- [Your assignment]
If a line holds the word "foliage", copy it from the entries.
Source material Block Start
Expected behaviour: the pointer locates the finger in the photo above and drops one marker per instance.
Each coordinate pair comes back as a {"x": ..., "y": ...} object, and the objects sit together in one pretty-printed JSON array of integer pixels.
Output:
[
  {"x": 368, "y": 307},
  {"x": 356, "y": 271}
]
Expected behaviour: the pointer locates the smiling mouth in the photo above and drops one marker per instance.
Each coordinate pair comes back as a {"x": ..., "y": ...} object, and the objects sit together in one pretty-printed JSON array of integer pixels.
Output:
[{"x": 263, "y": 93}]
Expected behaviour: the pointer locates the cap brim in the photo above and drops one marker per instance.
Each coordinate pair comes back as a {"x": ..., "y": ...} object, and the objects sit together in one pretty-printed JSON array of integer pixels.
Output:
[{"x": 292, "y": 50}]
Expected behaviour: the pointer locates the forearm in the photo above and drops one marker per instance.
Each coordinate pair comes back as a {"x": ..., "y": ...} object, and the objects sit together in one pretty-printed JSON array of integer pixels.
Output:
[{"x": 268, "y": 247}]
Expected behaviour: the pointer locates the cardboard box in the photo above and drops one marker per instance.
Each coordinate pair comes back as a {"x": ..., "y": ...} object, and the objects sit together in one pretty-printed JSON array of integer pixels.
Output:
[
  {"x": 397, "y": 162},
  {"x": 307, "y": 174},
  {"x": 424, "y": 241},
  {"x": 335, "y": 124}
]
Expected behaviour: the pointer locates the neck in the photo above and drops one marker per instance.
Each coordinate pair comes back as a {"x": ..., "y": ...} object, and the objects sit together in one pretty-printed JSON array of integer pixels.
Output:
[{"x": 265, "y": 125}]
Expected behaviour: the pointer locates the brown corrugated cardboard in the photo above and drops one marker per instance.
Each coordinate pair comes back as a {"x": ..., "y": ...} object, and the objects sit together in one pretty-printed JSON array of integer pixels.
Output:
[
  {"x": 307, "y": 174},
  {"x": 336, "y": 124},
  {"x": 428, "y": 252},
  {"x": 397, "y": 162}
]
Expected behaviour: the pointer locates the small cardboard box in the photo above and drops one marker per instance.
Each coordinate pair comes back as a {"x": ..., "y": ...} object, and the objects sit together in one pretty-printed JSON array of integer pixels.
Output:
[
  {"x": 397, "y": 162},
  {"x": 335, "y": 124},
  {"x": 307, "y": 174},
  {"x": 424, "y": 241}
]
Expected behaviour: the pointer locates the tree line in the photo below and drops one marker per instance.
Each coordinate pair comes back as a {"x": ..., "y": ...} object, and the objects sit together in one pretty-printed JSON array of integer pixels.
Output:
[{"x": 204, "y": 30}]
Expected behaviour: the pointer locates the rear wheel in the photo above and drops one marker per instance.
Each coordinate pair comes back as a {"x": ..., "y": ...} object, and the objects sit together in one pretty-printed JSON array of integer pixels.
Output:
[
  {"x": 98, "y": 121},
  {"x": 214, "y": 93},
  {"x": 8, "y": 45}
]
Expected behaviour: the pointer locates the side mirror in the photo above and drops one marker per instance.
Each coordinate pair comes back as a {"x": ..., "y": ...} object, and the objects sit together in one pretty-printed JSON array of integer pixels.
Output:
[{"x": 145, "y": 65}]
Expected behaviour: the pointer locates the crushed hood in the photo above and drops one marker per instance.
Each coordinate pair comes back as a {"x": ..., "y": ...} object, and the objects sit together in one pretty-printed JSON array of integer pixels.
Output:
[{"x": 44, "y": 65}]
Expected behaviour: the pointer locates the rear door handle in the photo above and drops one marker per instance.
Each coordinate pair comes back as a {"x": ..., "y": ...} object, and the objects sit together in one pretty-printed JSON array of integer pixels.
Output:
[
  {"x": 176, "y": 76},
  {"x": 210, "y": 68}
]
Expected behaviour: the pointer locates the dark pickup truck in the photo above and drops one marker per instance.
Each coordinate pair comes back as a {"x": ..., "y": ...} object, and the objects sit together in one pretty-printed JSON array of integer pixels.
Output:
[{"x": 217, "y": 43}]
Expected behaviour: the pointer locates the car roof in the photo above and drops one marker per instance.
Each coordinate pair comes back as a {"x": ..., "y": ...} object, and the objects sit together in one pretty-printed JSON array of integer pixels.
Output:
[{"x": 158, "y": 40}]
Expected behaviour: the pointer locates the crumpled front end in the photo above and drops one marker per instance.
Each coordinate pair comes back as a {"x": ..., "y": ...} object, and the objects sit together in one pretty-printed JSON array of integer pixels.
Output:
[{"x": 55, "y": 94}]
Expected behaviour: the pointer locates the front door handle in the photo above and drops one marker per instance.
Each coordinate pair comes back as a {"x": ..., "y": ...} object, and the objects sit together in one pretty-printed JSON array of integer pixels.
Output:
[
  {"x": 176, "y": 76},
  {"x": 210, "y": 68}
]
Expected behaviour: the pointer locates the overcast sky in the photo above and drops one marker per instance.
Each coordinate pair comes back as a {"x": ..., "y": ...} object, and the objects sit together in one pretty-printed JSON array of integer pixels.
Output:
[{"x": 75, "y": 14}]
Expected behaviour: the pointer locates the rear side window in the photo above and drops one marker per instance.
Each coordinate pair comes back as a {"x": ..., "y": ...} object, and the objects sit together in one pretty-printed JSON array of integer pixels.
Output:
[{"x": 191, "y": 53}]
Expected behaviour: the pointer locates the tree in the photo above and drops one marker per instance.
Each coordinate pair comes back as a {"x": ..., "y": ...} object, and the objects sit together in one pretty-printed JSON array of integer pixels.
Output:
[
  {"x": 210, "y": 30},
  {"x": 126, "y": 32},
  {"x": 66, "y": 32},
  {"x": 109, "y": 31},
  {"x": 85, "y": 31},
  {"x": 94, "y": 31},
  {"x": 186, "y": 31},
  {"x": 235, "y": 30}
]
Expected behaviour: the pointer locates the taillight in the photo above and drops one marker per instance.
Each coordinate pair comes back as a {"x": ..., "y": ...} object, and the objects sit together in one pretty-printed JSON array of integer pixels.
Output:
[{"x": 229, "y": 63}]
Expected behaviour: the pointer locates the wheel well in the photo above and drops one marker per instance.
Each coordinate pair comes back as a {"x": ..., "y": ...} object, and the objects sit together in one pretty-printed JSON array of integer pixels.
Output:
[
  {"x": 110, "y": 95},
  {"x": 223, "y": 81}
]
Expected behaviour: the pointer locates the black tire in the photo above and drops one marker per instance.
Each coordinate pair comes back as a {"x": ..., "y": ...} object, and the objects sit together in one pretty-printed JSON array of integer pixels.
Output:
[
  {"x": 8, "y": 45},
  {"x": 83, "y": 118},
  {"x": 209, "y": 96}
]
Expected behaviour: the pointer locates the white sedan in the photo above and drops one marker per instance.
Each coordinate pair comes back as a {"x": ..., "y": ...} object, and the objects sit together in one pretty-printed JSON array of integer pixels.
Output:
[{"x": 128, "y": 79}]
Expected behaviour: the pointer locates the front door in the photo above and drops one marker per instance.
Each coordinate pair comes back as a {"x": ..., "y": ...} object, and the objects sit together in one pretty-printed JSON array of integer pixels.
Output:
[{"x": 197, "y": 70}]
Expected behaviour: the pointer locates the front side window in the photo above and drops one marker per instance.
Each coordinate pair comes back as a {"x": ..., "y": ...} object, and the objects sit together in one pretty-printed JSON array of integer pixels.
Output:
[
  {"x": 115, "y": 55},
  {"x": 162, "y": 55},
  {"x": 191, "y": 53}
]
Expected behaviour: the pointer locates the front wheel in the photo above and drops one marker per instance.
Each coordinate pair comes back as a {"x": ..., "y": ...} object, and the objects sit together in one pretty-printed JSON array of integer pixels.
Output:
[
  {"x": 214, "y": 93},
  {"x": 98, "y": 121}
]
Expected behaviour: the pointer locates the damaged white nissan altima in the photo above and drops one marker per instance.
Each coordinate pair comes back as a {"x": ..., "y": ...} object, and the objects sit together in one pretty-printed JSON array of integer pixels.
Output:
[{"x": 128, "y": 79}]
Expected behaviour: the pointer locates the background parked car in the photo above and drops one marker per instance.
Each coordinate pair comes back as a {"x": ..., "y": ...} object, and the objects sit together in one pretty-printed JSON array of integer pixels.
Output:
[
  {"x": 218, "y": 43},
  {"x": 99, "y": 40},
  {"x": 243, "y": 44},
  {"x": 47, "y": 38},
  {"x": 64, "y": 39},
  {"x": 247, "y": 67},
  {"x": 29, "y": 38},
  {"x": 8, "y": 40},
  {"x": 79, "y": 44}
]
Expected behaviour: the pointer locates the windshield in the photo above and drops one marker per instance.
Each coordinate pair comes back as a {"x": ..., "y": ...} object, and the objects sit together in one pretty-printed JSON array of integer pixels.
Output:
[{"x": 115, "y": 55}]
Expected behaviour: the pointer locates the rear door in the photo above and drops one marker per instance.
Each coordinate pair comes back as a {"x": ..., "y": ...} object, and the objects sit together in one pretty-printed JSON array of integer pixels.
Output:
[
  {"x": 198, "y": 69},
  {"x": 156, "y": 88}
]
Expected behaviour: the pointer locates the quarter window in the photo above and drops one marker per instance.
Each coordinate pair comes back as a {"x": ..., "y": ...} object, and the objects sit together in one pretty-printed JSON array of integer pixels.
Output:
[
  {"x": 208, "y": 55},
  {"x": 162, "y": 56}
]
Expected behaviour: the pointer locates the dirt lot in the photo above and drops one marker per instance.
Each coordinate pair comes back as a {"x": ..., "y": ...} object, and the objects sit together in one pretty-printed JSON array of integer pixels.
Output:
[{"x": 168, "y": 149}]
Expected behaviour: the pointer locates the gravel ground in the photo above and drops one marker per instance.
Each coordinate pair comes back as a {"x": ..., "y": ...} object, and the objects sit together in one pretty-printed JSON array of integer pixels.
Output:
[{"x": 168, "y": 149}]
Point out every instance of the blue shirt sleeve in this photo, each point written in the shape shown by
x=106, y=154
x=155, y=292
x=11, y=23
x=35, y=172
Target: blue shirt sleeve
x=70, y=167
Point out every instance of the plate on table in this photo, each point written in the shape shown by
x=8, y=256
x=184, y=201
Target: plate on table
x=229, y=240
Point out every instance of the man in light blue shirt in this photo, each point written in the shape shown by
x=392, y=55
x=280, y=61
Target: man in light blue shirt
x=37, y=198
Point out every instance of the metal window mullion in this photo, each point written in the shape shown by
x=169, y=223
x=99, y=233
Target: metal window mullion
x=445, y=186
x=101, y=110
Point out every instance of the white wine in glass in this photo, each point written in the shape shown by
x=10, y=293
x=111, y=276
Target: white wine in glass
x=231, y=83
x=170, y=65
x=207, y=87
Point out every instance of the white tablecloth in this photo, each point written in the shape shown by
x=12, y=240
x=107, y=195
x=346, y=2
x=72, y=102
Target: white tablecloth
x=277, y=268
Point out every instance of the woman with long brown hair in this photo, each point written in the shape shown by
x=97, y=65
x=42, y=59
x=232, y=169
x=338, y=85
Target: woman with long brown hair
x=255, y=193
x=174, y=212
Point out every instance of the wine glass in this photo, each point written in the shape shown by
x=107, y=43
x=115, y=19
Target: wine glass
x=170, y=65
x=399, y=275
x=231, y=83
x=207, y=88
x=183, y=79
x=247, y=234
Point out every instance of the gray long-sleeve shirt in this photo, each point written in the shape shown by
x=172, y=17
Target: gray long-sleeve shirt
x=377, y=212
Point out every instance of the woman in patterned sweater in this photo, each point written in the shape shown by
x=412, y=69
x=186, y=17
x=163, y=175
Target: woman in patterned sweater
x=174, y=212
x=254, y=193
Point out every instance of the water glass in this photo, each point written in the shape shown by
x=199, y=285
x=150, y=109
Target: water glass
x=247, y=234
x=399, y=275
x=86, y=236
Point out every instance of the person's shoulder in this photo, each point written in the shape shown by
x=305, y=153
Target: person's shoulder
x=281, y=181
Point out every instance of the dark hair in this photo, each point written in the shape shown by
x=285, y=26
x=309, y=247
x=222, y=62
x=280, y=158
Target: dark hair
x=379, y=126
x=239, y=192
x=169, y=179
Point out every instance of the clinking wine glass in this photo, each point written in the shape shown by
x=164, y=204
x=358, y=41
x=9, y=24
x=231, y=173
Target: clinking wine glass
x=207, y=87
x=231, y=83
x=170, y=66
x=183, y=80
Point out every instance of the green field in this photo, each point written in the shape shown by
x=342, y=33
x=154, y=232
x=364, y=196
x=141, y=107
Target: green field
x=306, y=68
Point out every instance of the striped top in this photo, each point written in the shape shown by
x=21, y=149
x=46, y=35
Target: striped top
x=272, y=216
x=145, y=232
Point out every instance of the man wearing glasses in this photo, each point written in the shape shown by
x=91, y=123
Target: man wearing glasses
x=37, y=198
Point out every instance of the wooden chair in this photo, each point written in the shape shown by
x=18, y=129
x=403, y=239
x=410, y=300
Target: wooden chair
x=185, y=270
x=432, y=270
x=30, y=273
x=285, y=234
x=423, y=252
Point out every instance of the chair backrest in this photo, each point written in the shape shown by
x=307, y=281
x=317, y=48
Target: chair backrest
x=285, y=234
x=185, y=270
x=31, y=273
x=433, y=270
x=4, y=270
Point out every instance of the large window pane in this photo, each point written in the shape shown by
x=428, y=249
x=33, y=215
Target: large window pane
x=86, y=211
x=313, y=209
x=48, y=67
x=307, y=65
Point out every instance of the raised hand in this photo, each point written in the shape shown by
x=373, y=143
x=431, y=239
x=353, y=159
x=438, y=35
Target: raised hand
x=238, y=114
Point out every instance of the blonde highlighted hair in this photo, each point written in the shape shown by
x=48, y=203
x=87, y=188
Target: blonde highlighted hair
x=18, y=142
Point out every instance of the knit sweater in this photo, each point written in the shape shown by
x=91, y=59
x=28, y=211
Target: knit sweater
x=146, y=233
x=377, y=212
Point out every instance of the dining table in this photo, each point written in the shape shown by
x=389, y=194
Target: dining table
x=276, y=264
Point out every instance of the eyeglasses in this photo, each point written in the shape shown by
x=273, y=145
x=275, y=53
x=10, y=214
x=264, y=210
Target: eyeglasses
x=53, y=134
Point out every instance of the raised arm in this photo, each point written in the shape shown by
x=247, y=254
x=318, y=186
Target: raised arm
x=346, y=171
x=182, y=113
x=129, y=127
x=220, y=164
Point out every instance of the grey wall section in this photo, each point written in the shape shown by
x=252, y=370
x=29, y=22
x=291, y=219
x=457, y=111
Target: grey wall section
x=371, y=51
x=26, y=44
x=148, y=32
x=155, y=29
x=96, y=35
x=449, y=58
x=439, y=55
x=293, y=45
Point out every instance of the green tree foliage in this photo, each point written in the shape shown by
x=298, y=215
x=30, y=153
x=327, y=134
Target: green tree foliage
Source material Block End
- [Task result]
Point out every instance of the green tree foliage in this photo, each point written in the shape shown by
Target: green tree foliage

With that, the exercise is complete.